(Stored data entries)
====================

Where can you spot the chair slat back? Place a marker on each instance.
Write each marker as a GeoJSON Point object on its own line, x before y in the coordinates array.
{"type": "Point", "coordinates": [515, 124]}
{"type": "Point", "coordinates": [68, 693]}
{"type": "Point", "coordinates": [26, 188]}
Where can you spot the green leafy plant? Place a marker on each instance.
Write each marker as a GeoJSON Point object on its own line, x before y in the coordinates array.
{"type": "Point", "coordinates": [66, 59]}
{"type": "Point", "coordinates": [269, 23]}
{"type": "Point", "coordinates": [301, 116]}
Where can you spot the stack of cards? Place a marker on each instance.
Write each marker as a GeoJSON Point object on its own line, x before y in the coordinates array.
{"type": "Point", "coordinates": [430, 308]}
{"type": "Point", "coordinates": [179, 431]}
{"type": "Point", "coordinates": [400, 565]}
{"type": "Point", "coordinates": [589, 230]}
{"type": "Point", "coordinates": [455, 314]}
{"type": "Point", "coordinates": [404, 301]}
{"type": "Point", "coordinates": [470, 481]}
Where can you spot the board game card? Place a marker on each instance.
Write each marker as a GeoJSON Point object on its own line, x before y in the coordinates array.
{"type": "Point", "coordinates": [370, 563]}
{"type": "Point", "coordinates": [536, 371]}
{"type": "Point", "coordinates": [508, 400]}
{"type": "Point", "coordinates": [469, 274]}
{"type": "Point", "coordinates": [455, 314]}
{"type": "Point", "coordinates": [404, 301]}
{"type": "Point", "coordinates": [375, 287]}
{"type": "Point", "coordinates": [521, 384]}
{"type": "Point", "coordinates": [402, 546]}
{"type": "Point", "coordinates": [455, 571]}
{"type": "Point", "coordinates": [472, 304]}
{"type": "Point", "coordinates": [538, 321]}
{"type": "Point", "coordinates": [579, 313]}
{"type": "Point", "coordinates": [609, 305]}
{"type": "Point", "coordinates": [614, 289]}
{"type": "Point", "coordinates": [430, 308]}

====================

» **Exercise goal**
Generate a verbatim printout of all the entries.

» **Solution for this problem**
Where can you spot the chair slat back? Place a marker on each instance.
Write each marker as a GeoJSON Point object on its own line, x before y in the coordinates array.
{"type": "Point", "coordinates": [515, 124]}
{"type": "Point", "coordinates": [68, 693]}
{"type": "Point", "coordinates": [26, 188]}
Where can you spot the green leafy plant? Place a marker on each instance.
Write each marker as a GeoJSON Point object on its own line, x before y in the coordinates array.
{"type": "Point", "coordinates": [66, 59]}
{"type": "Point", "coordinates": [269, 23]}
{"type": "Point", "coordinates": [301, 116]}
Where can you spot the stack of cards? Place a marker on each instance.
Write each marker as a GeoJSON Point object on its own line, x before y in the coordinates array.
{"type": "Point", "coordinates": [430, 308]}
{"type": "Point", "coordinates": [179, 431]}
{"type": "Point", "coordinates": [400, 565]}
{"type": "Point", "coordinates": [589, 230]}
{"type": "Point", "coordinates": [455, 314]}
{"type": "Point", "coordinates": [404, 301]}
{"type": "Point", "coordinates": [470, 481]}
Where can you spot the board game card? Place a marker on each instance.
Write each marker as a GeoJSON Point object on its own line, x before y in the coordinates array.
{"type": "Point", "coordinates": [370, 563]}
{"type": "Point", "coordinates": [536, 371]}
{"type": "Point", "coordinates": [508, 400]}
{"type": "Point", "coordinates": [469, 274]}
{"type": "Point", "coordinates": [455, 314]}
{"type": "Point", "coordinates": [404, 301]}
{"type": "Point", "coordinates": [375, 287]}
{"type": "Point", "coordinates": [521, 384]}
{"type": "Point", "coordinates": [402, 546]}
{"type": "Point", "coordinates": [455, 571]}
{"type": "Point", "coordinates": [472, 304]}
{"type": "Point", "coordinates": [538, 321]}
{"type": "Point", "coordinates": [579, 313]}
{"type": "Point", "coordinates": [609, 305]}
{"type": "Point", "coordinates": [614, 289]}
{"type": "Point", "coordinates": [430, 308]}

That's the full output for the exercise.